AVAILABLE DATA »
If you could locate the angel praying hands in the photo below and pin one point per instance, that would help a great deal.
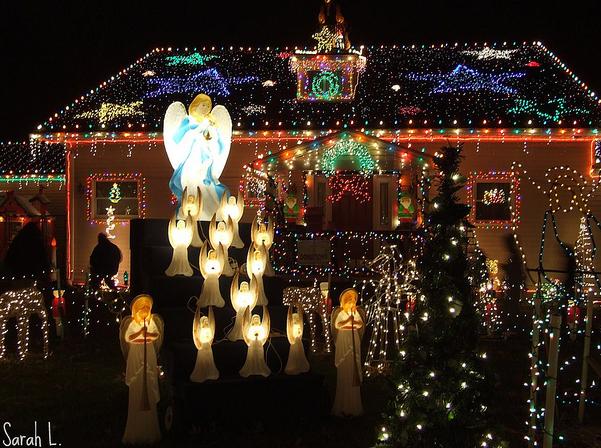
(198, 145)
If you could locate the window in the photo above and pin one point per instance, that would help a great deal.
(125, 193)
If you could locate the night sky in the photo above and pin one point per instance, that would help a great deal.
(53, 54)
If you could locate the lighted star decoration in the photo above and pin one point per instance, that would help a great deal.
(465, 79)
(490, 53)
(111, 111)
(209, 81)
(550, 110)
(326, 40)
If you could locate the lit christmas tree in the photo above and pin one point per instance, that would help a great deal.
(441, 389)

TASK » Rewrite the whole listing above with each "pin" changed to "place" and nothing else altered, leaving out the pictures.

SOLUTION »
If you could locate the angel praying hands in the photo below and place one point per instance, that would help a great deal.
(198, 145)
If you could locate the window in the photo above and place one point per instance, that would help a great deal.
(125, 193)
If you could locate the night sky in the photo above and place one point per instance, that would help a great deal.
(53, 54)
If you could locate the lighted star decoration in the photo above and place one point per instance, that would help a great deal.
(465, 79)
(490, 53)
(111, 111)
(209, 81)
(550, 110)
(326, 40)
If you could locate the lit christmas tree in the photo above and place one point per instance, that would help a great deal.
(441, 389)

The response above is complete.